Items stored from a collection
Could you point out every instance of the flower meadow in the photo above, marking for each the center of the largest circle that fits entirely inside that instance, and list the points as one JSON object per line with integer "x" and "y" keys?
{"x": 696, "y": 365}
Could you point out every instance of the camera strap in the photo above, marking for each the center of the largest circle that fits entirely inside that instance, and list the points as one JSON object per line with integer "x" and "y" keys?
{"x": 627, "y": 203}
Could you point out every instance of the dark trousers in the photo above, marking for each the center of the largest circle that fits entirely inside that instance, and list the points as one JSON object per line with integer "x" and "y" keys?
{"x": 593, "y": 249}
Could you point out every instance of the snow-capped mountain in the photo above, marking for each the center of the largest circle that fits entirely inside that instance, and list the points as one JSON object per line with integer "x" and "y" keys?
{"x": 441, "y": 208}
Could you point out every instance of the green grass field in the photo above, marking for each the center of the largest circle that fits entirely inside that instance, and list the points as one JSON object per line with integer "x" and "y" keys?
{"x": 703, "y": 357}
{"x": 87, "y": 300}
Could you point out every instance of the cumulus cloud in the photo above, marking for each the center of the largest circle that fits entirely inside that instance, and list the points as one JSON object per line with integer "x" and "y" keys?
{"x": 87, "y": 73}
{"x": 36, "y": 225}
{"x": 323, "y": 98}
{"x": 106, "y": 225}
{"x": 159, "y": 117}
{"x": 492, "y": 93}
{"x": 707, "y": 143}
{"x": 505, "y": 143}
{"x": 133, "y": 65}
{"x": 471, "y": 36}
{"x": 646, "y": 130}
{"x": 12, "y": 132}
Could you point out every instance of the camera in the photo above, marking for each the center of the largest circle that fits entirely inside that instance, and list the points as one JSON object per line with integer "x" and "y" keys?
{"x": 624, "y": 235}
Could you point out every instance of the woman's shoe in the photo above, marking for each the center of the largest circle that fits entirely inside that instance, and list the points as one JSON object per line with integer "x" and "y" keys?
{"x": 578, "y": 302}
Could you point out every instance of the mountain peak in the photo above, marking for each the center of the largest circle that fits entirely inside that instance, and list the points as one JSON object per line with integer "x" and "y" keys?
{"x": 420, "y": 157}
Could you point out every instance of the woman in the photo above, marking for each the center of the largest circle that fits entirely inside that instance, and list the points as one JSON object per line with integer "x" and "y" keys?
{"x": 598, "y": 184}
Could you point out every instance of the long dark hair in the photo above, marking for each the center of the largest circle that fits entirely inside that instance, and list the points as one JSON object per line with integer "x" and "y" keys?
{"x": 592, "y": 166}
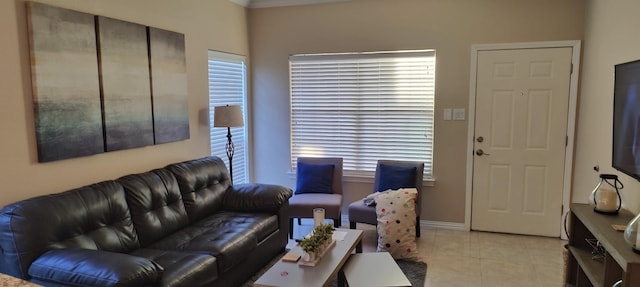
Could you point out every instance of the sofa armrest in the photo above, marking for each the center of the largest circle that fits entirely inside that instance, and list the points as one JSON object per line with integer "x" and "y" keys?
{"x": 256, "y": 197}
{"x": 85, "y": 267}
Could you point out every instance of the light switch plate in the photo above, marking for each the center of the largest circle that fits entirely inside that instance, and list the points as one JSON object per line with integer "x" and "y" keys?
{"x": 447, "y": 114}
{"x": 458, "y": 114}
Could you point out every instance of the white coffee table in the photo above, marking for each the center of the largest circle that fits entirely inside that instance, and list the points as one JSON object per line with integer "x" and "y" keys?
{"x": 294, "y": 275}
{"x": 373, "y": 269}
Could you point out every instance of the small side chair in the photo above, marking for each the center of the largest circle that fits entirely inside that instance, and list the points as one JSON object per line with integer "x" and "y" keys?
{"x": 318, "y": 185}
{"x": 390, "y": 174}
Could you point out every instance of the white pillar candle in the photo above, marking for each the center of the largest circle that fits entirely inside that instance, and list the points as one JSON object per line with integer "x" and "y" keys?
{"x": 606, "y": 200}
{"x": 318, "y": 216}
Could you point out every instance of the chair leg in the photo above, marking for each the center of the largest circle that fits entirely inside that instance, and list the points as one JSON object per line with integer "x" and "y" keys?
{"x": 290, "y": 227}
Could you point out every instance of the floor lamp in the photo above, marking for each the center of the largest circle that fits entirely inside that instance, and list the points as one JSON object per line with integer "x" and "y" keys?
{"x": 228, "y": 117}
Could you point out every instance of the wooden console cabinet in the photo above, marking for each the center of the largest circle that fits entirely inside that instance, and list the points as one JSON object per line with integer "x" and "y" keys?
{"x": 619, "y": 262}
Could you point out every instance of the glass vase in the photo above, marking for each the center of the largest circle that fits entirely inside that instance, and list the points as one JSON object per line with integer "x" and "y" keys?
{"x": 605, "y": 198}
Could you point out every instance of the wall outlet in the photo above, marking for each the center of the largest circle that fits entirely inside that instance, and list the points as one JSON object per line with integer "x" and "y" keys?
{"x": 447, "y": 114}
{"x": 458, "y": 114}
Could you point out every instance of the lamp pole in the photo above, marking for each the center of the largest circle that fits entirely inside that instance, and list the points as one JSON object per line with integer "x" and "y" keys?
{"x": 230, "y": 150}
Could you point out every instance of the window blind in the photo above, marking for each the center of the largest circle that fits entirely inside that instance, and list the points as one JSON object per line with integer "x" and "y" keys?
{"x": 227, "y": 86}
{"x": 363, "y": 107}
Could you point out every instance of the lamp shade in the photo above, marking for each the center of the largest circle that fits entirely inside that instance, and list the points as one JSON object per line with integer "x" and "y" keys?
{"x": 227, "y": 116}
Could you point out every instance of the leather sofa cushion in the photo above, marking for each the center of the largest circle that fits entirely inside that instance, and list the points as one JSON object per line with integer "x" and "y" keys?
{"x": 228, "y": 236}
{"x": 91, "y": 217}
{"x": 256, "y": 198}
{"x": 155, "y": 204}
{"x": 203, "y": 183}
{"x": 182, "y": 268}
{"x": 84, "y": 267}
{"x": 262, "y": 224}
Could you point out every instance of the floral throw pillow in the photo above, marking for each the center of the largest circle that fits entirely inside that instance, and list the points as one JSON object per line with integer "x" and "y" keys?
{"x": 397, "y": 223}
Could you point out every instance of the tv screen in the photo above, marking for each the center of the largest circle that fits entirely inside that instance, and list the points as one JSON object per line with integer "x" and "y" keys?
{"x": 626, "y": 119}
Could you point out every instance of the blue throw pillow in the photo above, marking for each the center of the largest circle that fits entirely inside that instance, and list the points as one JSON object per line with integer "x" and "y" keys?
{"x": 396, "y": 177}
{"x": 314, "y": 178}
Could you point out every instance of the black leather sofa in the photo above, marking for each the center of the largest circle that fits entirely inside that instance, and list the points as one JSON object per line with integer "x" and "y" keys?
{"x": 181, "y": 225}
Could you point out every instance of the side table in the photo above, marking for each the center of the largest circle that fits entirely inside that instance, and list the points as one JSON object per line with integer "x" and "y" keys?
{"x": 373, "y": 269}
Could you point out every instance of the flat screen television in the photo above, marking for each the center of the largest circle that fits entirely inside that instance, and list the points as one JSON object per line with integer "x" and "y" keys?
{"x": 626, "y": 119}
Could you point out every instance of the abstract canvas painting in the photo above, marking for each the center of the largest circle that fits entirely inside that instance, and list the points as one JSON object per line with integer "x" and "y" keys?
{"x": 102, "y": 84}
{"x": 126, "y": 91}
{"x": 169, "y": 82}
{"x": 65, "y": 83}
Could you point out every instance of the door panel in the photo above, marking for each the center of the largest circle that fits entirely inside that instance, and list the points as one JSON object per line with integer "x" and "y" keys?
{"x": 522, "y": 99}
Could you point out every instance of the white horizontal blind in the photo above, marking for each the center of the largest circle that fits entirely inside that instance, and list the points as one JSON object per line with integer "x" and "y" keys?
{"x": 227, "y": 86}
{"x": 363, "y": 107}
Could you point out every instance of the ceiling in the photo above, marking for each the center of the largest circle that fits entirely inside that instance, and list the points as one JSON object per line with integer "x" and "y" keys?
{"x": 279, "y": 3}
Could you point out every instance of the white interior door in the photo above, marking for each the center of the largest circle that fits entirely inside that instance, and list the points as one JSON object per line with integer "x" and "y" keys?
{"x": 520, "y": 137}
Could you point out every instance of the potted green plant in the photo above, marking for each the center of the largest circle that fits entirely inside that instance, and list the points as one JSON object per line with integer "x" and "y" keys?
{"x": 319, "y": 239}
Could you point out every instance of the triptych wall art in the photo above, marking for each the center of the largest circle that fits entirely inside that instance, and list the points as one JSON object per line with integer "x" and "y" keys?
{"x": 102, "y": 84}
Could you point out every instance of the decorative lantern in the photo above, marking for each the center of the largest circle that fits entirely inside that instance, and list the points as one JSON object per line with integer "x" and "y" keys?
{"x": 605, "y": 198}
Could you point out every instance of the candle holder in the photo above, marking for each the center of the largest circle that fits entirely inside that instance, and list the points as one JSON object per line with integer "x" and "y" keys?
{"x": 605, "y": 198}
{"x": 318, "y": 216}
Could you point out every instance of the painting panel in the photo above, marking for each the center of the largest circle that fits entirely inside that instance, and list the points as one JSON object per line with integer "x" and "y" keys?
{"x": 66, "y": 91}
{"x": 126, "y": 88}
{"x": 169, "y": 85}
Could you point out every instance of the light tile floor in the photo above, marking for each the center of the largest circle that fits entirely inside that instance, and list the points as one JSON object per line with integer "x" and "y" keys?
{"x": 478, "y": 259}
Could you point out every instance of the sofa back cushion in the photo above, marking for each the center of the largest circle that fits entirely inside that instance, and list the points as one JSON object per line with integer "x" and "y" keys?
{"x": 203, "y": 183}
{"x": 91, "y": 217}
{"x": 155, "y": 204}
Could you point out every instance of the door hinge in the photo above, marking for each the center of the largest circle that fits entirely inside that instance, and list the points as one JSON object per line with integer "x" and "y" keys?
{"x": 571, "y": 71}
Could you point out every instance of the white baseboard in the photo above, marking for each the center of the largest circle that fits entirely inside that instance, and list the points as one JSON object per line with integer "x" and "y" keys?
{"x": 442, "y": 225}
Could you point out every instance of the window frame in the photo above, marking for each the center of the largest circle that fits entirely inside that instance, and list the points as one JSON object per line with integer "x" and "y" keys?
{"x": 239, "y": 134}
{"x": 364, "y": 175}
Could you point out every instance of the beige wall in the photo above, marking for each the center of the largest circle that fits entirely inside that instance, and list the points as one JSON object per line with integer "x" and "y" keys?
{"x": 611, "y": 37}
{"x": 450, "y": 27}
{"x": 207, "y": 24}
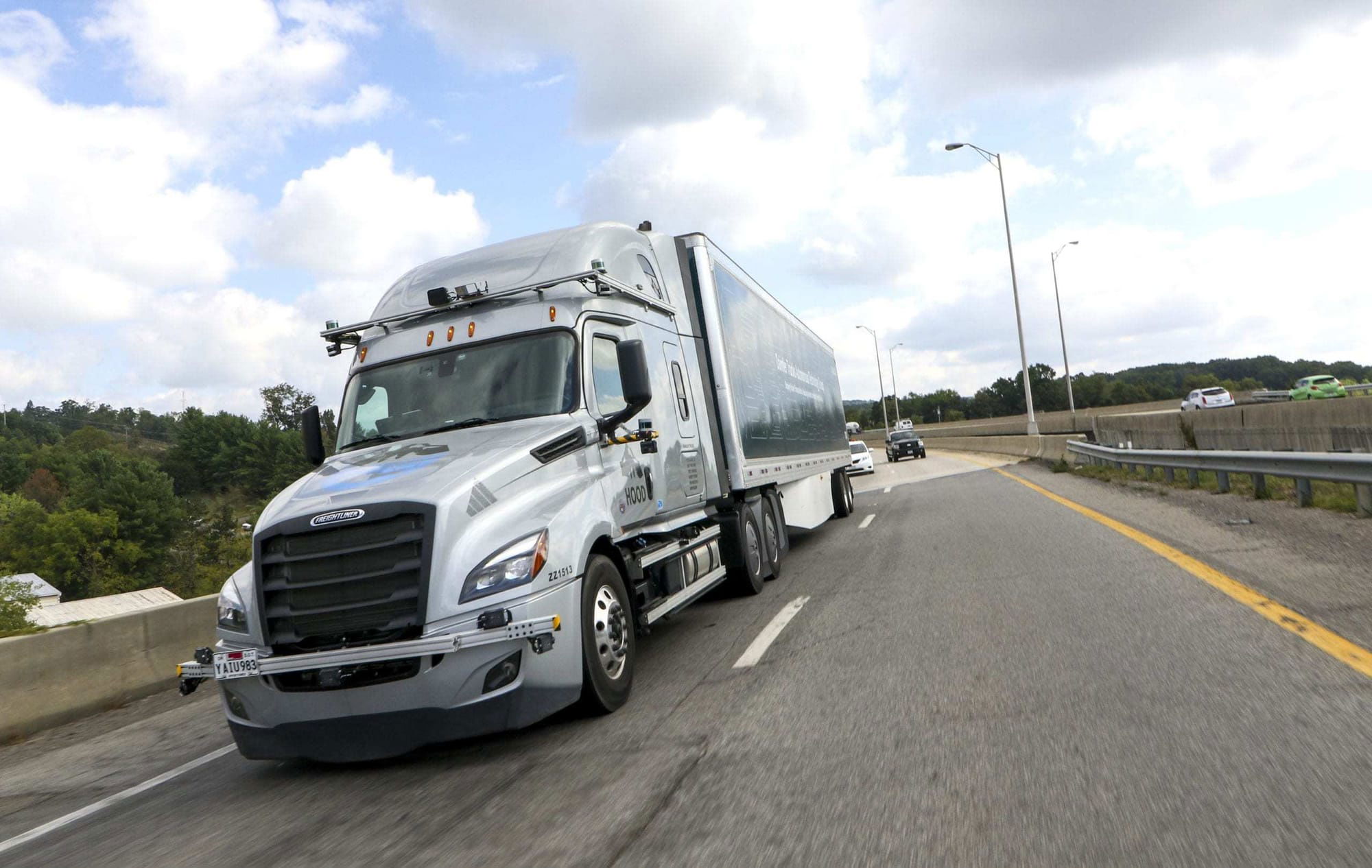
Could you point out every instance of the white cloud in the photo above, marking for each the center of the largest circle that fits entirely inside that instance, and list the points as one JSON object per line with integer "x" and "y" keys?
{"x": 94, "y": 212}
{"x": 239, "y": 68}
{"x": 1246, "y": 125}
{"x": 788, "y": 62}
{"x": 357, "y": 224}
{"x": 31, "y": 45}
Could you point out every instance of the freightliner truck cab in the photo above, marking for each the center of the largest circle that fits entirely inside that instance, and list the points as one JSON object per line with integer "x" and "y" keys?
{"x": 544, "y": 448}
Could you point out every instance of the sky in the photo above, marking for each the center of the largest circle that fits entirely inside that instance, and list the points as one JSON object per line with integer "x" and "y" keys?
{"x": 190, "y": 189}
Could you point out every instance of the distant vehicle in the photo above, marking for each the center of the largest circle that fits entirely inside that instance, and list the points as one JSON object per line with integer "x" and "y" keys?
{"x": 1319, "y": 386}
{"x": 862, "y": 459}
{"x": 905, "y": 445}
{"x": 1208, "y": 400}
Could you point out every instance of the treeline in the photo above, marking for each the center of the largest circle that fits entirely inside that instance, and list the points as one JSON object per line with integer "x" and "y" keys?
{"x": 1006, "y": 397}
{"x": 101, "y": 501}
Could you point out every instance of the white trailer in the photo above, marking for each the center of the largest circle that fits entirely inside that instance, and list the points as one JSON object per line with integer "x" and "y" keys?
{"x": 545, "y": 446}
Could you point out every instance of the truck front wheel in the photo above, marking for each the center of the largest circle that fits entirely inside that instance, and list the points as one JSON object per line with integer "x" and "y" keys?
{"x": 607, "y": 638}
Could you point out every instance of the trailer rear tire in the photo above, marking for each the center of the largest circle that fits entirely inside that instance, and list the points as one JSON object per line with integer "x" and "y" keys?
{"x": 608, "y": 642}
{"x": 774, "y": 534}
{"x": 743, "y": 545}
{"x": 843, "y": 492}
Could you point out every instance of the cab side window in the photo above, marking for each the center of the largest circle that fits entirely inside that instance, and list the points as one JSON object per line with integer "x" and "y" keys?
{"x": 651, "y": 276}
{"x": 610, "y": 390}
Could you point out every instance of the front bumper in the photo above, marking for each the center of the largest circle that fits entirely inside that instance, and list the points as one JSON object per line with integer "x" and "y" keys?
{"x": 445, "y": 700}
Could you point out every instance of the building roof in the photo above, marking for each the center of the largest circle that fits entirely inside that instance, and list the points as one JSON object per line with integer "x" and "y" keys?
{"x": 36, "y": 582}
{"x": 101, "y": 607}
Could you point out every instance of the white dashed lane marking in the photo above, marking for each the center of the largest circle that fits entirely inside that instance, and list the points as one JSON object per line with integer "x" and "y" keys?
{"x": 759, "y": 647}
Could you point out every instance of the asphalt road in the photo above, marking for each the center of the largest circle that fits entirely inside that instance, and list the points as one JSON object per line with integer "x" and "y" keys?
{"x": 979, "y": 677}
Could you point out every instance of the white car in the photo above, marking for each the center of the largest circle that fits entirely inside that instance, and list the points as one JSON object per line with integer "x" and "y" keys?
{"x": 1208, "y": 400}
{"x": 862, "y": 459}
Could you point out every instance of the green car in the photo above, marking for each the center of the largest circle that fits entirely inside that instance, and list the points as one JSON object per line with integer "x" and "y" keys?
{"x": 1319, "y": 386}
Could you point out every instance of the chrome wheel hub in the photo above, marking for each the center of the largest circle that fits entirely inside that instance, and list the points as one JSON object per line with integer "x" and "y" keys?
{"x": 611, "y": 630}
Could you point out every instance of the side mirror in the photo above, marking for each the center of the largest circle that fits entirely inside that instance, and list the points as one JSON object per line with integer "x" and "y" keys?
{"x": 635, "y": 381}
{"x": 314, "y": 435}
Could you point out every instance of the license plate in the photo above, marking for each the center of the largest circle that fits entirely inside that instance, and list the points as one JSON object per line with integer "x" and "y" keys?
{"x": 237, "y": 664}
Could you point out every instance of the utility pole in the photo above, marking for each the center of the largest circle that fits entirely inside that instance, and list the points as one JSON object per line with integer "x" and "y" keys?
{"x": 882, "y": 383}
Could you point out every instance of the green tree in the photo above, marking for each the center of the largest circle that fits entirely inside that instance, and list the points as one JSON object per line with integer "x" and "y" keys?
{"x": 16, "y": 601}
{"x": 283, "y": 405}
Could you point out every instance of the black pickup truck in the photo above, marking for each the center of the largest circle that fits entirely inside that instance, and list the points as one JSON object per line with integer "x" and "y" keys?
{"x": 903, "y": 445}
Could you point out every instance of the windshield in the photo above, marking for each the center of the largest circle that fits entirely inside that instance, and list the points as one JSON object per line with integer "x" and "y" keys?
{"x": 517, "y": 378}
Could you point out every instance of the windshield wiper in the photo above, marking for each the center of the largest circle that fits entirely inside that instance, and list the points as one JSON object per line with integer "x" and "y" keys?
{"x": 372, "y": 441}
{"x": 467, "y": 423}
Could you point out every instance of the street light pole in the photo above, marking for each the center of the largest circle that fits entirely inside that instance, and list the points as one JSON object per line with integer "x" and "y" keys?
{"x": 1072, "y": 405}
{"x": 1015, "y": 286}
{"x": 880, "y": 381}
{"x": 895, "y": 393}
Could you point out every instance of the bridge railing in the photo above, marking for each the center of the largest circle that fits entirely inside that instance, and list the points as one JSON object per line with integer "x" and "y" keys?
{"x": 1351, "y": 468}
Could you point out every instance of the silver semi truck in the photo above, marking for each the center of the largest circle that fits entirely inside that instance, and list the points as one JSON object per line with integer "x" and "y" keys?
{"x": 545, "y": 448}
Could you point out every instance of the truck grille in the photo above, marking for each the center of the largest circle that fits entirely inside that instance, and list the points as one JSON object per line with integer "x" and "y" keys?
{"x": 352, "y": 585}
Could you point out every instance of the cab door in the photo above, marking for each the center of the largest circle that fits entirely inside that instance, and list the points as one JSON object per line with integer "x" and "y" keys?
{"x": 632, "y": 483}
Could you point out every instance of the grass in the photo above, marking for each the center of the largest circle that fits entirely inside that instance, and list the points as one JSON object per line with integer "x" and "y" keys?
{"x": 1337, "y": 497}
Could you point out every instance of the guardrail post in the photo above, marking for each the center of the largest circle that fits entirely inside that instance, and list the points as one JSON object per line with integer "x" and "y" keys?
{"x": 1304, "y": 496}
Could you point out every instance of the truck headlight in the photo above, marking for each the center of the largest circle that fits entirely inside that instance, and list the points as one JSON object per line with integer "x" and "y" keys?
{"x": 233, "y": 612}
{"x": 508, "y": 568}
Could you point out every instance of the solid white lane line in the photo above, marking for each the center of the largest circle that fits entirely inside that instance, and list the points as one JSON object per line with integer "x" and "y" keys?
{"x": 112, "y": 800}
{"x": 759, "y": 647}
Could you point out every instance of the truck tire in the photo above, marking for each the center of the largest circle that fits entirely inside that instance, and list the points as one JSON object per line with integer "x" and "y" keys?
{"x": 743, "y": 549}
{"x": 607, "y": 638}
{"x": 774, "y": 534}
{"x": 843, "y": 493}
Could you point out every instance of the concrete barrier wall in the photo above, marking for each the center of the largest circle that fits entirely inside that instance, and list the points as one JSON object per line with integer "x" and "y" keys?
{"x": 1315, "y": 427}
{"x": 1058, "y": 422}
{"x": 68, "y": 673}
{"x": 1043, "y": 446}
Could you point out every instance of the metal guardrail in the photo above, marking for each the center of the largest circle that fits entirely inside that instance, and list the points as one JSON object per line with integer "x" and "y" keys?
{"x": 1286, "y": 394}
{"x": 1303, "y": 467}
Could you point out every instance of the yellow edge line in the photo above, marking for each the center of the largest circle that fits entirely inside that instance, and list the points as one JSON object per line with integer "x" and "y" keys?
{"x": 1327, "y": 641}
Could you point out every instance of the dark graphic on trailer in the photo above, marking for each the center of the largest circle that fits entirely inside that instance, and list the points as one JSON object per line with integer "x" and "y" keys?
{"x": 785, "y": 385}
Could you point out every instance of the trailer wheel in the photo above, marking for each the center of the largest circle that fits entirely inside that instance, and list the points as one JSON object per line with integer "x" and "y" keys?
{"x": 743, "y": 545}
{"x": 774, "y": 534}
{"x": 843, "y": 492}
{"x": 607, "y": 638}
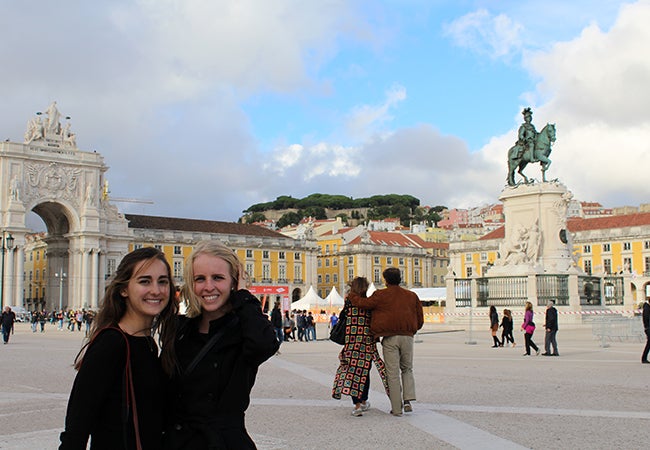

# [Work to be completed]
From the material above, pull out each line that contains the word "candle" and copy it.

# [Answer to the problem]
Could you point out every instance of the white pillar candle in the photo above, marking for each the center of the largest circle that fits entirely inside that instance, and list the points as one JSON object per line with integer "x" and "y" keys?
Could you point out every instance of the candle holder in the photo above, marking for each the center of the largest circle that fits entirely inside that instance, and list the points as one JSON object per line with integer "x" and "y" keys?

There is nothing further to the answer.